Can you rewrite all the records below, replacing "pixel coordinates" with "image coordinates" everywhere and leaving everything else unchanged?

-- SUPPLIED RECORDS start --

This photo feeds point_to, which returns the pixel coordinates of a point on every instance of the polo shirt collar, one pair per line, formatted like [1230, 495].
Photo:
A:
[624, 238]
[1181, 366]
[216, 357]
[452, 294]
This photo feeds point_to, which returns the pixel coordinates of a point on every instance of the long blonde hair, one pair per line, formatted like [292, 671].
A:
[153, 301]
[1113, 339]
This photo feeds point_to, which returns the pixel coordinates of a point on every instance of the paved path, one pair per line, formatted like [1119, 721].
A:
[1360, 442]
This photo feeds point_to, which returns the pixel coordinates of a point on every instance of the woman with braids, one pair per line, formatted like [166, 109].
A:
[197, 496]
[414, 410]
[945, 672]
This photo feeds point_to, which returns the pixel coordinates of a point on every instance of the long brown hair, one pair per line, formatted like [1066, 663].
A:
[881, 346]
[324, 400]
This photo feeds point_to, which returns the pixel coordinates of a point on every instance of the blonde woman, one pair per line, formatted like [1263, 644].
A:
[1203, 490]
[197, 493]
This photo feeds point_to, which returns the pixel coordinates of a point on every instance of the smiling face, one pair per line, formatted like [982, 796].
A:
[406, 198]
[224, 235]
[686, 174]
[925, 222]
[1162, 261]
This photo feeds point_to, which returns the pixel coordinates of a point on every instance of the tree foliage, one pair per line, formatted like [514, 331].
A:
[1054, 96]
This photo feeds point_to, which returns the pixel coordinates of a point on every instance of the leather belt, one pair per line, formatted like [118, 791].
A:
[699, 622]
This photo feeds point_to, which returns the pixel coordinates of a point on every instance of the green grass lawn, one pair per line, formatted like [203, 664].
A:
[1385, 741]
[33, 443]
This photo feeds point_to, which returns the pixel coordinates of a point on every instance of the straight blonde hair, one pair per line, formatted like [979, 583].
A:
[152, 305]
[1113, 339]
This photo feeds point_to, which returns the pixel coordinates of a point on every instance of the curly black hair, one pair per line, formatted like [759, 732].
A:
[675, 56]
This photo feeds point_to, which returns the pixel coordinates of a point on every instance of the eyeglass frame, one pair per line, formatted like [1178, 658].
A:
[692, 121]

-- SUPPLIED RECORDS end --

EXERCISE SOLUTION:
This photo feeds point_to, which returns the image coordinates of a point on every instance of the polo shirt collar, one pair per line, formatted like [1230, 495].
Photo:
A:
[624, 238]
[1181, 366]
[216, 357]
[452, 294]
This photo feeds point_to, which returns the image coordinates of a point on every instance of the long blonde hair, one pair per line, formatted like [292, 671].
A:
[153, 301]
[1113, 339]
This photo feeds point_to, which returns the image coordinates of a point on every instance of the paved path, one pair per line, formatted like [1119, 721].
A:
[1360, 442]
This photo feeds point_to, which returns the image coordinates of a point on every instance of the woman with braids, one pair per line, formatted like [166, 109].
A:
[197, 496]
[414, 410]
[945, 672]
This photo feeds point_to, which returns the image coordinates of a point on every instance of the long brown hair, one pair per line, formatted like [1066, 663].
A:
[881, 346]
[324, 400]
This photo feeds point_to, which returns the image coordinates of a point on every instance of the blonde woman, one pair per line, formatted like [1263, 644].
A:
[1203, 490]
[197, 493]
This photo feeds point_to, which returns the image coordinates of a point on every instance of the smiling face, one pair per line, formatted like [982, 796].
A:
[406, 198]
[224, 235]
[686, 174]
[925, 222]
[1162, 261]
This photo feeds point_to, which returns the image coordinates of a point on every instance of the tree foliage, one pair per line, formatted like [514, 331].
A:
[1054, 96]
This photo feeds point_to, which returns the image coordinates of a point on every instance of the leather belt, one pair per line, formatted like [118, 791].
A:
[699, 622]
This photo feeds point_to, which returns the image coordinates of a point on every instance of the green grass lawn, one pair per line, formatted like [203, 664].
A:
[1385, 741]
[33, 443]
This photo feeds point_to, which returns the image coordinates of a point on every instance of the straight blonde hair, one pair per line, formatted like [979, 583].
A:
[152, 305]
[1113, 339]
This photo feeds point_to, which returns the image coordinates of a point on every instance of the curly black hair, one pair per line, formatted like [759, 732].
A:
[675, 56]
This photo feeds point_to, which returns the image coordinates of a point on every instance of the eyeglass frame, one pair per line, formatted like [1178, 658].
A:
[692, 121]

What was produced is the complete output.